Longeveron Inc. (NASDAQ: LGVN) Announces Orphan Drug Designation Grant For Lomecel-B Drug on HLHS

Longeveron Inc. (NASDAQ: LGVN) has announced that the FDA has granted its Lomecel-B drug for Hypoplastic Left Heart Syndrome treatment an Orphan Drug Designation. HLHS is a life-threatening and rare congenital heart defect that affects infants.

ODD grants market exclusivity 

The goal of ODD is to help and inspire companies to find safe and effective treatments for rare diseases and ailments. Longeveron will be able to take advantage of a variety of financial and regulatory benefits as a result of ODD, including government subsidies for clinical trials, FDA user fee waivers for the future filing of a marketing application, and certain tax credits. In addition, if all of the statutory and regulatory requirements are completed, gaining ODD may result in the product receiving market exclusivity for seven years following approval for use in the rare disease or condition for which it was designated.

CEO Geof Green said, “Adding to the Rare Pediatric Disease (RPD) designation already granted to Lomecel-B for treatment of HLHS, the FDA’s decision to grant ODD to Lomecel-B for this indication indicates the ongoing and unmet need for new therapies to treat infants with HLHS. Building on results from our completed Phase 1 safety-focused trial, we believe Lomecel-B has potential to improve outcomes for these severely impacted infants by way of repairing cardiac tissue and improving ventricular function. The combination of both RPD and ODD allows us to potentially move more efficiently through clinical development and regulatory review, and Lomecel-B may be eligible for a period of marketing exclusivity upon approval for this indication.”

§ **SOURCE DATA**
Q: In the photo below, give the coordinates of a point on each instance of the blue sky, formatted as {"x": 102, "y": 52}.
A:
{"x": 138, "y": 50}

§ **THINGS TO DO**
A – In the Lomecel-B announcement, how long a period of market exclusivity may Orphan Drug Designation bring after approval?
B – Write the next part of the Lomecel-B announcement, picking up after the final sentence of the CEO's quote.
The material has nothing to do with this.

§ **ANSWERS FOR THIS EXERCISE**
A – Seven years following approval for use in the rare disease or condition for which the product was designated.

B –
Lomecel was granted rare disease and orphan drug designation. 

Principal investigator Sunjay Kaushal said, “We are gratified to receive both rare pediatric disease and orphan drug designations from FDA for this clinical trial program. This is a severe condition and a significant unmet medical need, and these important designations will be vital to facilitating a potentially more rapid development program. My colleagues around the country and I are extremely excited about the progress of the current trial, and we look forward to seeing this program move through the regulatory and clinical pathway.”